- Set tasks -
• 1. In the aquarium pump notes, at what percentage does the new Elos pump run?
• 2. Shorten the paragraph of the aquarium pump notes that begins "For flow, up until tonight," and keep its main facts.
• 3. Reproduce the section of the aquarium pump notes that opens with the words containing "The new Elos" and closes with "to the front.".

# start of Document

Obviously, flow keeps the turnover rate good and fish healthy.

To not push substrate, I open up the small nozzle-like output to be a bit more volume friendly (oversized output).
Use a small powerhead inside the tank if needed (no need currently).

For flow, up until tonight, I ran an Ecotech Vectra M1 model on Setting 10 of 12 and had great success on the 60gal cube with a 20gal sump.
It was running hot on the pumps transformer using 1" I.D tube to the display.

The new Elos pump runs at 36%, stating 38 watts used.
It is a 2905gph pump on High.
I cant run the pump any higher. The pipe that lets the water drain (3/4" I.D pipe) is almost maxed (no problem).
If the pipe clogs with a snail, the emergency takes over. Look in your bathroom sink. The sink has an emergency too. Little holes near the side closer to the front.

# end of Document
# start of Records provided

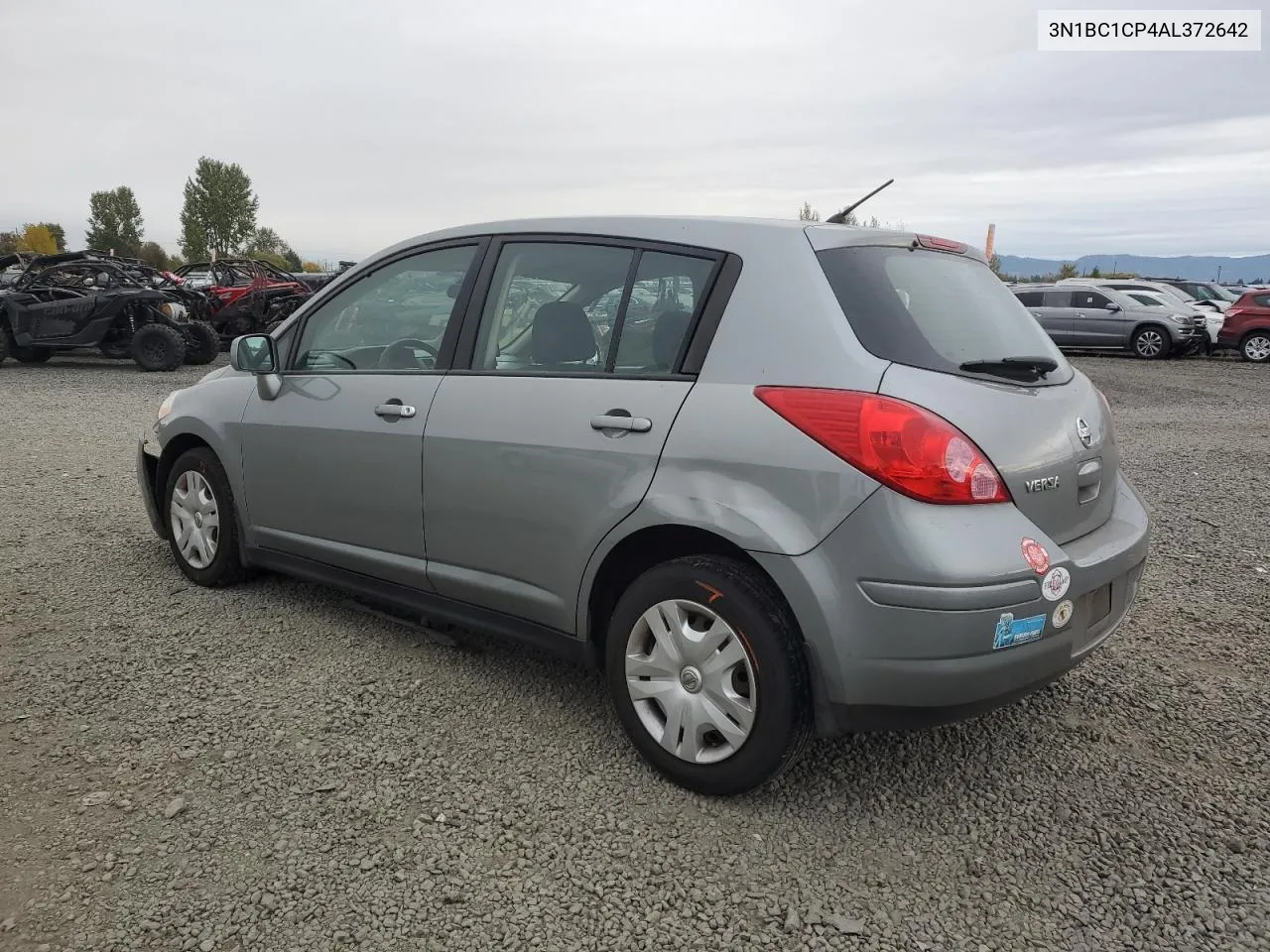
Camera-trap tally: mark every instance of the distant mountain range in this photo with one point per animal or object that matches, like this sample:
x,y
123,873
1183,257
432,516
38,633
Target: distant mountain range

# end of Records provided
# start of Records provided

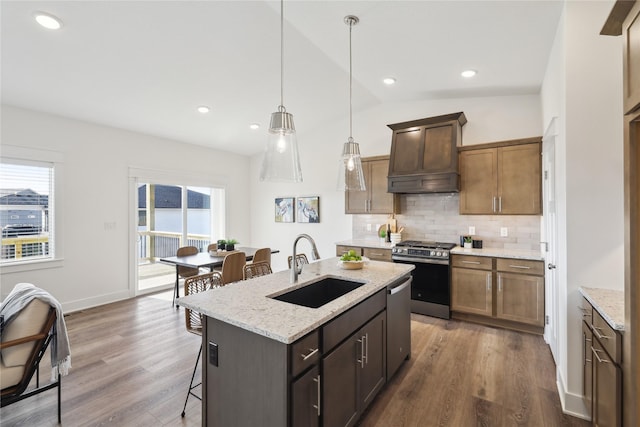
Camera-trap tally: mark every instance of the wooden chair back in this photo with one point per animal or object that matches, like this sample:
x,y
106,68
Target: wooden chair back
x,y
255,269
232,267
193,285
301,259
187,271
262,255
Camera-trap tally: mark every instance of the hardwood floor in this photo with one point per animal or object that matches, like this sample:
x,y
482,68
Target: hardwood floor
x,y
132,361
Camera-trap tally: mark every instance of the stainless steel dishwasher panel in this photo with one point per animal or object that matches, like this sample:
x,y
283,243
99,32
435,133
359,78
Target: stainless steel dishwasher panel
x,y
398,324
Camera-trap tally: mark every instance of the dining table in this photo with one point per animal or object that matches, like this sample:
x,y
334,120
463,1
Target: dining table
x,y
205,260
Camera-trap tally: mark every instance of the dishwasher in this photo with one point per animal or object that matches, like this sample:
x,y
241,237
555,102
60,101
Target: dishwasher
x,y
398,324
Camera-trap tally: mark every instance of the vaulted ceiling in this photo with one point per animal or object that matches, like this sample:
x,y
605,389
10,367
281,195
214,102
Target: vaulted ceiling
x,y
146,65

# end of Records provided
# start of Records provided

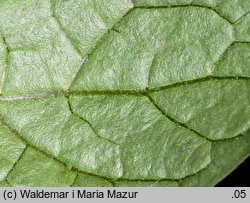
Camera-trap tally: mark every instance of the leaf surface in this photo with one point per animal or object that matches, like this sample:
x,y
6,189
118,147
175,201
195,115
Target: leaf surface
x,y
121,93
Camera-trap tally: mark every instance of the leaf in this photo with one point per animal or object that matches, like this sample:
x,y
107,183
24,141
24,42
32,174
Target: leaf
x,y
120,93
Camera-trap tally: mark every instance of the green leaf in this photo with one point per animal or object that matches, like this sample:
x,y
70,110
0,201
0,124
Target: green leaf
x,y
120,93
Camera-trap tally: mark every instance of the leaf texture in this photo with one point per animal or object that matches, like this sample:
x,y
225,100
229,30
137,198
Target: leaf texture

# end of Records provided

- Task-by-task answers -
• 1. It runs at 36%.

• 2. Until tonight, an Ecotech Vectra M1 on setting 10 of 12 worked very well on the 60-gallon cube with a 20-gallon sump. Its transformer ran hot with 1" I.D. tube to the display.

• 3.
The new Elos pump runs at 36%, stating 38 watts used.
It is a 2905gph pump on High.
I cant run the pump any higher. The pipe that lets the water drain (3/4" I.D pipe) is almost maxed (no problem).
If the pipe clogs with a snail, the emergency takes over. Look in your bathroom sink. The sink has an emergency too. Little holes near the side closer to the front.